Start of Provided material
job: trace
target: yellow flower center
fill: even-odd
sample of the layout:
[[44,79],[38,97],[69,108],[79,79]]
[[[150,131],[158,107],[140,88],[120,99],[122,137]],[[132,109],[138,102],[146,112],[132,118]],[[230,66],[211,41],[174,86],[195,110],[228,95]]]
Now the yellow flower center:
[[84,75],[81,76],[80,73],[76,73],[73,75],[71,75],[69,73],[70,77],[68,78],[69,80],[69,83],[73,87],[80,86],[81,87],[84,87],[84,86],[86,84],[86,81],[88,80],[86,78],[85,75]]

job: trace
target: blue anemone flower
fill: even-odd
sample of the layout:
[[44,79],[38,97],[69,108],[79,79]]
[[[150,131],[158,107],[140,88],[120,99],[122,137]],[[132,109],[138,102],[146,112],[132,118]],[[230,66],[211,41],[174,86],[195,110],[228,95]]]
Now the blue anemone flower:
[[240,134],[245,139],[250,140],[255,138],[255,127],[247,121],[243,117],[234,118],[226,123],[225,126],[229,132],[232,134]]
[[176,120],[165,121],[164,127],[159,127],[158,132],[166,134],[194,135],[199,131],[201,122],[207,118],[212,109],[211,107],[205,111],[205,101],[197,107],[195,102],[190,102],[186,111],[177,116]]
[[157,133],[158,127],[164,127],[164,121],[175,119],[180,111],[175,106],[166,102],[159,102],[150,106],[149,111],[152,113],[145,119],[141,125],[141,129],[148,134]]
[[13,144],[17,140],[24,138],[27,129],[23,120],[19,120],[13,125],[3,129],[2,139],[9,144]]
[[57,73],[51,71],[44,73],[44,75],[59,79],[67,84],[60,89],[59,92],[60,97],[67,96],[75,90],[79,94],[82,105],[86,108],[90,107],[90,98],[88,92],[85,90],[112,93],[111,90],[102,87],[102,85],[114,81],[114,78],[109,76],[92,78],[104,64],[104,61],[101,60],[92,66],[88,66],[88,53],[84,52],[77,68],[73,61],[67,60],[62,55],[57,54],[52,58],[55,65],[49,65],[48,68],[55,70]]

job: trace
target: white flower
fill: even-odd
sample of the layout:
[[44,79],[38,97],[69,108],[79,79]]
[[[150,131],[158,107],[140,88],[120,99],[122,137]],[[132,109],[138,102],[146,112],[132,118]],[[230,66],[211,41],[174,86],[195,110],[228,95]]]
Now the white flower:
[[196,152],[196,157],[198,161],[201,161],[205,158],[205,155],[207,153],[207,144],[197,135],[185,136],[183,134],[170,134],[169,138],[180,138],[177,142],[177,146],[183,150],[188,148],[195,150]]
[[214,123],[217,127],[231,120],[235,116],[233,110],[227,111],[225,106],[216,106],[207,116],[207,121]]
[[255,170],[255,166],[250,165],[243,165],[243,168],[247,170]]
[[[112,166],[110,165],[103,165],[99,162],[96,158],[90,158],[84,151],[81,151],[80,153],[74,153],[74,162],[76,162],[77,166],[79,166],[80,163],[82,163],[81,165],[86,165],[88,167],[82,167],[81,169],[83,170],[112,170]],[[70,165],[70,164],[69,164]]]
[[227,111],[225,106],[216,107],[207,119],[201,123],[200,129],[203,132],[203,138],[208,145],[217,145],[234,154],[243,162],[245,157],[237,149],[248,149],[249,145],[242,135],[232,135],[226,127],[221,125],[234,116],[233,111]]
End of Provided material
**What is being asked**
Copy all of the data exactly.

**Task result**
job: trace
target: yellow flower center
fill: even-odd
sample of the layout:
[[44,79],[38,97],[69,108],[79,79]]
[[[150,131],[158,107],[140,88],[120,99],[122,137]],[[132,109],[138,102],[146,112],[132,118]],[[230,66],[211,41],[174,86],[195,110],[228,95]]]
Now the yellow flower center:
[[84,75],[81,76],[80,73],[76,73],[73,75],[71,75],[69,73],[70,77],[68,78],[69,80],[69,83],[73,87],[80,86],[81,87],[84,87],[84,86],[86,84],[86,81],[88,80],[86,78],[85,75]]

job: trace
target: blue anemone flower
fill: even-odd
sample of the layout:
[[44,79],[38,97],[69,108],[79,79]]
[[[150,131],[158,107],[140,88],[120,99],[122,137]],[[132,109],[138,102],[146,112],[132,118]],[[230,66],[211,41],[174,86],[195,110],[228,95]]]
Now the blue anemone flower:
[[240,134],[245,139],[250,140],[255,138],[255,127],[247,121],[243,117],[234,118],[226,123],[225,126],[229,132],[232,134]]
[[176,120],[165,121],[164,127],[159,127],[158,132],[166,134],[194,135],[199,131],[201,122],[207,118],[212,109],[211,107],[205,111],[205,101],[197,107],[195,102],[190,102],[186,111],[177,116]]
[[157,133],[158,127],[164,127],[164,121],[175,119],[180,111],[175,106],[166,102],[159,102],[150,106],[149,111],[152,113],[145,119],[141,125],[141,129],[148,134]]
[[13,144],[17,140],[24,138],[27,129],[23,120],[19,120],[13,125],[3,129],[2,139],[9,144]]
[[57,73],[51,71],[44,73],[44,75],[59,79],[67,84],[60,89],[59,92],[60,97],[67,96],[75,90],[79,94],[82,105],[86,108],[90,107],[90,98],[88,92],[85,90],[112,93],[111,90],[102,87],[102,85],[114,81],[114,78],[109,76],[92,78],[104,64],[104,61],[101,60],[92,66],[88,66],[88,53],[84,52],[77,68],[73,61],[67,60],[62,55],[57,54],[52,58],[55,65],[49,65],[48,68],[55,70]]

job: trace
target: white flower
fill: even-odd
sample of the layout:
[[44,79],[38,97],[69,108],[79,79]]
[[[150,131],[158,107],[140,88],[120,99],[122,137]],[[132,109],[138,102],[146,112],[132,118]],[[230,66],[211,41],[174,86],[195,110],[228,95]]]
Now the white flower:
[[196,152],[196,157],[198,161],[201,161],[205,158],[205,155],[207,153],[207,144],[197,135],[185,136],[183,134],[170,134],[169,138],[180,138],[177,142],[177,146],[183,150],[188,148],[195,150]]
[[214,123],[217,127],[231,120],[235,116],[233,110],[227,111],[225,106],[216,106],[207,116],[207,121]]
[[255,170],[255,166],[250,165],[243,165],[243,168],[247,170]]
[[[112,166],[110,165],[103,165],[99,162],[96,158],[90,158],[84,151],[81,151],[80,153],[74,153],[74,162],[76,162],[77,166],[79,166],[80,163],[82,163],[81,165],[86,165],[88,167],[82,167],[81,169],[83,170],[112,170]],[[70,165],[70,164],[69,164]]]
[[227,111],[225,106],[216,107],[207,119],[201,123],[200,129],[203,132],[203,138],[208,145],[217,145],[234,154],[243,162],[245,157],[237,149],[248,149],[249,145],[242,135],[232,135],[226,127],[221,125],[234,116],[233,111]]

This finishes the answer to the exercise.